WHAT YOU ARE ASKED TO DO. Turn every line of the listing below into a JSON array of strings, one string per line, and skip any blank lines.
---------------
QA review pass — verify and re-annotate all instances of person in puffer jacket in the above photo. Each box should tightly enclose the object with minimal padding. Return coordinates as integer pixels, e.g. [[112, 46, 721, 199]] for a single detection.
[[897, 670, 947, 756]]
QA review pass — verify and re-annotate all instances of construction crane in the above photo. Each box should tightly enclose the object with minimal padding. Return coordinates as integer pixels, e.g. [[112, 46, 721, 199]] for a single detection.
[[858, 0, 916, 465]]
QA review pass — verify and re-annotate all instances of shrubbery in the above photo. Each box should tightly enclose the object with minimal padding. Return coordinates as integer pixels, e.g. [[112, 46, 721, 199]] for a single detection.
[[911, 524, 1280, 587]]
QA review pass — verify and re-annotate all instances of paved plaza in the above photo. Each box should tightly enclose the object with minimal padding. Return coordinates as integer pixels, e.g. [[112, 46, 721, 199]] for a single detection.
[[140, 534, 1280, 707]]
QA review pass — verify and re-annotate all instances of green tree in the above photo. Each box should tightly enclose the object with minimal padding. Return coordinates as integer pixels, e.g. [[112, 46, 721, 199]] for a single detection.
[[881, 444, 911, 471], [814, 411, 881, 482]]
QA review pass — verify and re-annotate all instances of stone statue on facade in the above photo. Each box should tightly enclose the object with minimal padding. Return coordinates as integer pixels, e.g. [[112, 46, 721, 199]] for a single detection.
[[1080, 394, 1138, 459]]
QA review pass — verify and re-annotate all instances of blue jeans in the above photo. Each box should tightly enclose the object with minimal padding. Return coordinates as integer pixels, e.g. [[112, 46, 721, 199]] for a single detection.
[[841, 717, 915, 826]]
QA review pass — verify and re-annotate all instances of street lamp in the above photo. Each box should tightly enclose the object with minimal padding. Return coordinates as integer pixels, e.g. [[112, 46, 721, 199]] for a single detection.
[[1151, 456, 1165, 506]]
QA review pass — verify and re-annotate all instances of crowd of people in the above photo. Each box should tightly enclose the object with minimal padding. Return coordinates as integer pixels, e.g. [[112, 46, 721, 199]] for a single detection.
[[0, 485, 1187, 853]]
---------------
COMPLETE OUTPUT.
[
  "QA review pass — verify and re-annotate all instances of person in puffer jacket in the above photo. Each box should tightly enclose the object with minimal padding. Return coordinates as integer pixels, e.g. [[112, 46, 721, 199]] for a single detection.",
  "[[897, 670, 947, 756]]",
  "QA review pass — verify and re-annotate all instances of construction crane in the above photo. Each box should tightly enclose the object with minimal padding. Return coordinates as integer pixels, e.g. [[112, 46, 721, 199]] for a single detection.",
  "[[858, 0, 916, 465]]",
  "QA review pass — verify and re-annotate all instances of shrubbery in the above photo. Each box should tightly enclose the object with minimal padding. Return coordinates as integer pixels, e.g. [[112, 46, 721, 199]] for a single detection.",
  "[[911, 524, 1280, 587]]",
  "QA review pass — verify and re-annotate all instances of paved plaza in the above photo. Each box should tightly enclose the object with minimal padding. Return coordinates as integer pixels, e.g. [[112, 46, 721, 199]] for a single detection.",
  "[[140, 534, 1280, 707]]",
  "QA review pass — verify and re-annotate all instances of green tree in the above photo. Each box should tightly enclose the object with minimal padding. Return coordinates as integer pixels, e.g. [[112, 46, 721, 199]] for a single detection.",
  "[[881, 444, 911, 471], [814, 411, 881, 482]]",
  "QA review pass — verify and re-annotate all instances of stone statue on facade in the above photo. Each box should tightly enclose the object with minimal padding. Return coordinates as integer pixels, e.g. [[112, 46, 721, 199]] for a single detection.",
  "[[1080, 394, 1138, 459]]",
  "QA review pass — verify and re-annotate all instances of blue jeans in the above photo. Each box should tightly enclose the object with minimal padding. Return coordinates as integer pixels, e.g. [[112, 46, 721, 199]] for a single detection.",
  "[[841, 717, 915, 826]]",
  "QA review pass — verify and re-annotate all instances of street lamp in the above photo. Each box should tightly enclose the object with minimal padding. Return coordinates as integer pixels, e.g. [[112, 46, 721, 199]] for a single detection.",
  "[[1151, 456, 1165, 506]]",
  "QA review pass — verify and re-annotate all instances of crowd of people in the above photo. Each box should tightly enclose the object with minimal padding. Return coordinates as integer pixels, e.g. [[112, 46, 721, 199]] for a single detection.",
  "[[0, 485, 1187, 853]]"
]